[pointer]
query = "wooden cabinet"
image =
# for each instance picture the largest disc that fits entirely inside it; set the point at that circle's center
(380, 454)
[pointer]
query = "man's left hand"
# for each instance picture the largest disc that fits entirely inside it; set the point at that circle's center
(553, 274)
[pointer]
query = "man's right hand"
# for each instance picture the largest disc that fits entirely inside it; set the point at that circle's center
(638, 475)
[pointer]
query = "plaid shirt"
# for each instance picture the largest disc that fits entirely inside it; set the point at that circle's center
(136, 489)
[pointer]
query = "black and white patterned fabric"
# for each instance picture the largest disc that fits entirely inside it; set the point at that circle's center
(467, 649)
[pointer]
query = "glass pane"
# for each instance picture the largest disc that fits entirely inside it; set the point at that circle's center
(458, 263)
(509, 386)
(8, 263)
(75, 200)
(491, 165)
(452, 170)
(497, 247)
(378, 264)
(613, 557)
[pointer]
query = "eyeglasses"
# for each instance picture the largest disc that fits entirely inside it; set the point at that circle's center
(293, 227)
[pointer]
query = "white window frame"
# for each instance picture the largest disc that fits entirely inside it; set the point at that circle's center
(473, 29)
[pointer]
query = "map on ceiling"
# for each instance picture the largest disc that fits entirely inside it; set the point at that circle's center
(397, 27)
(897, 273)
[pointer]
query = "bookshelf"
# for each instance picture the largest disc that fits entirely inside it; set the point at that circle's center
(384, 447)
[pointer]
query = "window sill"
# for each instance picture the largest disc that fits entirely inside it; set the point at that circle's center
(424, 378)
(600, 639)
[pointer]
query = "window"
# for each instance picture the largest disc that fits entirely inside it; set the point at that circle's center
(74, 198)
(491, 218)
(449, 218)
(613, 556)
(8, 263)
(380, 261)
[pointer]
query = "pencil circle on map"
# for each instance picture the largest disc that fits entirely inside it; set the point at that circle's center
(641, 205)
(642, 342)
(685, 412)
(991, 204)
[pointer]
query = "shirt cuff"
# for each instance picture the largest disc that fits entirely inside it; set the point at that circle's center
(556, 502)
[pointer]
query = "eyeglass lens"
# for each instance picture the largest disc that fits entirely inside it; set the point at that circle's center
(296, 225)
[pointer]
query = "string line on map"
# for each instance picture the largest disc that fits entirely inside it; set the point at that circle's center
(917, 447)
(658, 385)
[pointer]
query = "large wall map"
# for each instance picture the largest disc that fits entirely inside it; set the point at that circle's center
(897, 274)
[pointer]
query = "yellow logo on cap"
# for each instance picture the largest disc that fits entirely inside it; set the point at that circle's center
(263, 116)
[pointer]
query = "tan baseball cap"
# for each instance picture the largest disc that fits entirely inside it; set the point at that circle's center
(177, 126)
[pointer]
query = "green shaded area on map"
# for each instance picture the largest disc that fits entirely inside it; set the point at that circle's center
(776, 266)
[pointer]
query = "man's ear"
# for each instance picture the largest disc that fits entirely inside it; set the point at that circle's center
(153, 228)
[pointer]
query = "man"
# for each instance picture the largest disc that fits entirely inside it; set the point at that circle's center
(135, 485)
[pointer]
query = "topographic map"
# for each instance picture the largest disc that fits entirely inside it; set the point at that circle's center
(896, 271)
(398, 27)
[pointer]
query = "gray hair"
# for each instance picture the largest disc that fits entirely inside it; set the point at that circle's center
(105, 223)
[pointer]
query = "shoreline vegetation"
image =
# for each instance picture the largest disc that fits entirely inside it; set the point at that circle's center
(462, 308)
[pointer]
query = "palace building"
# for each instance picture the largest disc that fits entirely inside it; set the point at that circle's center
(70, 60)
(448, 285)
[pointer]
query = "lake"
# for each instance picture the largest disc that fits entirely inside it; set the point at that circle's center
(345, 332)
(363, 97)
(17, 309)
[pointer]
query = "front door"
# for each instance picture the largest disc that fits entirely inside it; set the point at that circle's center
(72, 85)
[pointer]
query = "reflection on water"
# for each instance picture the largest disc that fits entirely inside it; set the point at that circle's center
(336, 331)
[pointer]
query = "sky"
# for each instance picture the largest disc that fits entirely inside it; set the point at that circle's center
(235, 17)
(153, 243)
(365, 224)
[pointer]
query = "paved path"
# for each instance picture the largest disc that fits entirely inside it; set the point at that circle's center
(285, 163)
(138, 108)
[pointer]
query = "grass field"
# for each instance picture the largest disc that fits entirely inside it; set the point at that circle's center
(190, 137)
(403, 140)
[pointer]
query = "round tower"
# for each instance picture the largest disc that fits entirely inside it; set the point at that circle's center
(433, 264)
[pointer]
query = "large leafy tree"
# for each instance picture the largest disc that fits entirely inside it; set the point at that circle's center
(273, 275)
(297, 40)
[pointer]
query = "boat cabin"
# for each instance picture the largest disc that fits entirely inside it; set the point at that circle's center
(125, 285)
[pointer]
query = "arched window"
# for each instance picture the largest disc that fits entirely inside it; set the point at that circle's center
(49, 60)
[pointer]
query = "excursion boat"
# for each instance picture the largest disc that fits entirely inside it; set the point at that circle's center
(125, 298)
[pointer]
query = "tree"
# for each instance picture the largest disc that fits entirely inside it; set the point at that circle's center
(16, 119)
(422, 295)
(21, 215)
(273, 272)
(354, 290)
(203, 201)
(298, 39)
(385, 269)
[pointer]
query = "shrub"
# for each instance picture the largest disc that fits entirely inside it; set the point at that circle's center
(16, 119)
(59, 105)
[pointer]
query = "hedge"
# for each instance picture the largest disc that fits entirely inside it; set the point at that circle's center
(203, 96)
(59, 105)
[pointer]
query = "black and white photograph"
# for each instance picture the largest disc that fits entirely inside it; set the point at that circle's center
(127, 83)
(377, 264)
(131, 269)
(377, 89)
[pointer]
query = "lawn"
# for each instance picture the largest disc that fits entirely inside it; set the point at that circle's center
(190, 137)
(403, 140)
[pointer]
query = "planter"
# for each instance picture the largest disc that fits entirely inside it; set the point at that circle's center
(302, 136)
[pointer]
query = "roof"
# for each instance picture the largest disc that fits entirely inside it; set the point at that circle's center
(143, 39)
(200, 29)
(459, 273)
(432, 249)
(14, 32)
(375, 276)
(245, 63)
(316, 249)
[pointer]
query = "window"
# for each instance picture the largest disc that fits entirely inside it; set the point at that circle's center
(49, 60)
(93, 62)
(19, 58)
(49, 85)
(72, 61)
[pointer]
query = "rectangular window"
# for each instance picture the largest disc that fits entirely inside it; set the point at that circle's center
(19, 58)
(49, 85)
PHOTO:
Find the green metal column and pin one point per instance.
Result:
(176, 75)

■ AIM OF THE EXERCISE:
Take the data above and return it exactly.

■ WORKED SOLUTION:
[pointer]
query = "wooden cabinet"
image =
# for each instance picture the largest disc that fits entirely inside it; set the point at that circle's center
(380, 454)
[pointer]
query = "man's left hand"
# for each instance picture the largest disc that fits entirely inside it; set the point at that circle's center
(553, 274)
[pointer]
query = "man's right hand"
# for each instance picture the largest disc that fits entirely inside it; set the point at that circle's center
(638, 475)
[pointer]
query = "plaid shirt"
# for each instance picture the largest disc that fits entirely inside it; set the point at that circle's center
(136, 489)
[pointer]
query = "black and white patterned fabric"
# for each instance picture the largest disc that fits entirely inside it; set the point at that circle's center
(467, 649)
[pointer]
query = "glass pane"
# for each instance picture the largest disc that fits entirely inside it; set the point at that circle's center
(458, 263)
(509, 386)
(8, 263)
(75, 200)
(491, 165)
(452, 170)
(497, 247)
(378, 264)
(613, 557)
[pointer]
query = "eyeglasses"
# for each instance picture the largest disc that fits entirely inside it; set the point at that circle's center
(293, 227)
[pointer]
query = "white window frame"
# for each instance picture the largest disc that fits entirely inside it; set the point at that circle's center
(473, 29)
[pointer]
query = "map on ceiling"
# for each instance picture the largest disc that fits entirely inside it; set the point at that circle's center
(397, 27)
(897, 273)
[pointer]
query = "bookshelf"
# for each instance picture the largest disc that fits entirely inside it; set the point at that circle's center
(384, 447)
[pointer]
query = "window sill"
# for each instance picture the largest disc that fits entirely inside it; set the point at that circle's center
(424, 378)
(600, 639)
[pointer]
query = "window"
# for each instance picture the largest disc that fits entirely inside it; set the point at that circle's center
(74, 198)
(491, 218)
(449, 218)
(613, 556)
(8, 263)
(380, 261)
[pointer]
query = "pencil circle on map"
# for each instance picture the largest disc that fits entirely inside it; set the point at that circle's center
(641, 205)
(642, 342)
(685, 412)
(991, 204)
[pointer]
query = "shirt cuff"
# for each instance picture the largest disc that fits entirely inside it; set the point at that circle's center
(556, 502)
[pointer]
query = "eyeglass lens"
# for each instance picture the largest disc that fits entirely inside it; set the point at that circle's center
(296, 225)
[pointer]
query = "string line on map"
# for each instance picture the largest disc that fits entirely inside it; set the point at that circle's center
(917, 447)
(658, 385)
[pointer]
query = "large wall map"
# for each instance picture the largest disc that fits entirely inside it; set the point at that circle's center
(897, 274)
[pointer]
query = "yellow logo on cap"
# for each instance picture the largest disc that fits entirely inside it; set the point at that circle's center
(263, 116)
[pointer]
query = "tan baseball cap"
# for each instance picture the largest disc that fits entirely inside it; set the point at that circle's center
(177, 126)
[pointer]
query = "green shaded area on map"
# for each instance picture the largest disc that fits entirely inside it; set the point at that circle's center
(776, 266)
[pointer]
query = "man's ear"
# for each instance picture the largest disc that fits entirely inside it; set the point at that circle's center
(153, 228)
[pointer]
query = "man"
# for each instance picture the largest disc that fits entirely inside it; set the point at that circle's center
(135, 485)
[pointer]
query = "topographic map"
# for each instance picture the largest disc that fits entirely inside it; set the point at that circle's center
(896, 271)
(398, 27)
[pointer]
query = "gray hair"
# for each instance picture the largest disc that fits entirely inside it; set the point at that circle's center
(105, 223)
[pointer]
query = "shoreline vegetation"
image =
# for each instance picture the largest disc that fits entirely inside it; set the point at that circle's center
(462, 308)
[pointer]
query = "palace building"
# for each instance picture the largest disc that fits entirely inside it; set the point at that circle's center
(70, 60)
(448, 285)
[pointer]
query = "lake"
# for each instance picture the largest disc that fits entirely inside it; set the point at that circle's center
(345, 332)
(363, 97)
(17, 309)
[pointer]
query = "front door"
# for each instance picture the largest disc that fits entirely inside it; set the point at that circle's center
(72, 85)
[pointer]
query = "reflection on water"
# for each instance picture the largest disc that fits entirely inside it; set the point at that circle's center
(336, 331)
[pointer]
query = "sky"
# for each instance picture the largest disc that fits entirely inside it; set the point at that circle's center
(235, 17)
(153, 243)
(365, 224)
[pointer]
query = "paved path"
# for each instance picture the largest disc that fits entirely inside it; set the point at that circle's center
(285, 163)
(138, 108)
[pointer]
query = "grass field"
# for each instance picture the largest disc that fits entirely inside it; set the point at that circle's center
(190, 137)
(403, 140)
[pointer]
query = "round tower"
# for each instance picture the largest disc that fits entirely inside it; set the point at that circle's center
(433, 264)
[pointer]
query = "large leafy tree"
# for each instance picture the largest disc that fits entirely inside it; set the point at that circle's center
(273, 275)
(297, 40)
[pointer]
query = "boat cabin"
# for each instance picture the largest disc that fits entirely inside it; set the point at that circle's center
(125, 285)
[pointer]
query = "arched window"
# for each instance picture the largest disc that fits entirely inside it; set the point at that circle's center
(49, 60)
[pointer]
query = "excursion boat"
# for each instance picture the largest disc that fits entirely inside it; set the point at that circle's center
(125, 298)
[pointer]
query = "tree"
# for each instance picture the largest disc that fits entirely inside it; set the point at that circle's center
(16, 119)
(422, 295)
(21, 215)
(273, 272)
(354, 290)
(203, 201)
(298, 39)
(385, 269)
[pointer]
query = "shrub"
# for each instance picture the largest disc that fits entirely inside it; set the point at that circle's center
(16, 119)
(59, 105)
[pointer]
query = "hedge"
# for each instance picture the largest disc that fits entirely inside it; set the point at that circle's center
(203, 96)
(59, 105)
[pointer]
query = "black and white photograph"
# for each instance picture the largest disc that fits entirely inside it; set the point at that circle's center
(127, 83)
(377, 264)
(131, 269)
(377, 89)
[pointer]
query = "lawn"
# for each instance picture the largest disc that fits entirely inside it; set the point at that circle's center
(190, 137)
(403, 140)
[pointer]
query = "planter"
# for each instance picture the largest disc that fits entirely inside it; set the point at that circle's center
(302, 136)
[pointer]
query = "roof"
# for each instance picture the largest disc that fits entirely inside it; set the point at that circle's center
(143, 39)
(200, 29)
(459, 273)
(432, 249)
(14, 32)
(375, 276)
(245, 63)
(316, 249)
[pointer]
query = "window"
# for each instance picture the largest disc that fits entirely inside it; set the point at that circle's center
(49, 60)
(93, 62)
(19, 58)
(49, 85)
(72, 61)
[pointer]
query = "rectangular window"
# for each instance picture the largest disc that fits entirely inside it; set the point at that circle's center
(19, 58)
(49, 85)
PHOTO:
Find the green metal column and pin one point per instance.
Result:
(176, 75)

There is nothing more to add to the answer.